[DESCRIPTION OF THE TASK]:
Repeat the whole listing below, word for word.

[RECORDS]:

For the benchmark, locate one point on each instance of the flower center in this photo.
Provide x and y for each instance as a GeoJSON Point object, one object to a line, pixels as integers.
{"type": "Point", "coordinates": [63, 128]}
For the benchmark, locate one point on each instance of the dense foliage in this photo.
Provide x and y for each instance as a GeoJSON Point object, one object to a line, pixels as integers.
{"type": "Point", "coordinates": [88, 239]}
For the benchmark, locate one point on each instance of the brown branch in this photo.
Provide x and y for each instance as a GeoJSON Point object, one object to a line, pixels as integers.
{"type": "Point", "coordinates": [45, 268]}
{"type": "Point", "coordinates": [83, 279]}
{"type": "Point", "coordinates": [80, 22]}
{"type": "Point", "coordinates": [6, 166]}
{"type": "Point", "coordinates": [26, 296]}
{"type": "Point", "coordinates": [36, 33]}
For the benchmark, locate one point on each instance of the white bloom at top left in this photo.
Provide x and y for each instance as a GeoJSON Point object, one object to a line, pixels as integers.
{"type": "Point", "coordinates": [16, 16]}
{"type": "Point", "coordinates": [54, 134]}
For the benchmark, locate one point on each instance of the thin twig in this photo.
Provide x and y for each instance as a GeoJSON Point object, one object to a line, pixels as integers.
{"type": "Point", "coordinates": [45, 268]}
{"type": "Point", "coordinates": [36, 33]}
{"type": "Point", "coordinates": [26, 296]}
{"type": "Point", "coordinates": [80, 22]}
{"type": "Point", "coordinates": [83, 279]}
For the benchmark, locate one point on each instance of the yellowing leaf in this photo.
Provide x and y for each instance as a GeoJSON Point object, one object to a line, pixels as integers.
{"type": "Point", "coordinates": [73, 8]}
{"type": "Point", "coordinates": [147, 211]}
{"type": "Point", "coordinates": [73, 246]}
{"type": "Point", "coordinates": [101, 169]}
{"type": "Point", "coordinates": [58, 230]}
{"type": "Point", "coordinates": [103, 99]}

[SOLUTION FOR THIS PROBLEM]:
For the benchmark, locate one point on each instance of the flower center in this photo.
Provide x and y for each instance as a GeoJSON Point object, one object to a line, pixels as integers.
{"type": "Point", "coordinates": [63, 128]}
For the benchmark, locate one point on each instance of the dense foliage in this photo.
Provide x and y for each instance as a GeoJSON Point object, one object to a line, pixels as integers.
{"type": "Point", "coordinates": [88, 239]}
For the benchmark, locate one point on each instance of the brown branch in this photo.
Provide x and y for each instance as a GeoJSON Point object, one object to a line, pixels as integers.
{"type": "Point", "coordinates": [45, 268]}
{"type": "Point", "coordinates": [83, 279]}
{"type": "Point", "coordinates": [80, 22]}
{"type": "Point", "coordinates": [6, 166]}
{"type": "Point", "coordinates": [26, 296]}
{"type": "Point", "coordinates": [36, 33]}
For the benchmark, locate one point on each instance of the white bloom at top left in this photo.
Provide x and y for each instance as a GeoJSON Point object, one object to a line, pixels as integers.
{"type": "Point", "coordinates": [16, 16]}
{"type": "Point", "coordinates": [54, 134]}
For the benchmark, locate one point on each instance of the thin twig in this photo.
Provide x and y for each instance as a GeoJSON Point object, one object to a line, pixels as integers.
{"type": "Point", "coordinates": [45, 268]}
{"type": "Point", "coordinates": [36, 33]}
{"type": "Point", "coordinates": [26, 296]}
{"type": "Point", "coordinates": [80, 22]}
{"type": "Point", "coordinates": [83, 279]}
For the benchmark, locate one point on each instance of the yellowing leaf in this photo.
Provide x and y for each instance as a GeoJSON Point object, one object to a line, pixels as integers.
{"type": "Point", "coordinates": [73, 8]}
{"type": "Point", "coordinates": [147, 211]}
{"type": "Point", "coordinates": [73, 246]}
{"type": "Point", "coordinates": [101, 169]}
{"type": "Point", "coordinates": [58, 230]}
{"type": "Point", "coordinates": [103, 99]}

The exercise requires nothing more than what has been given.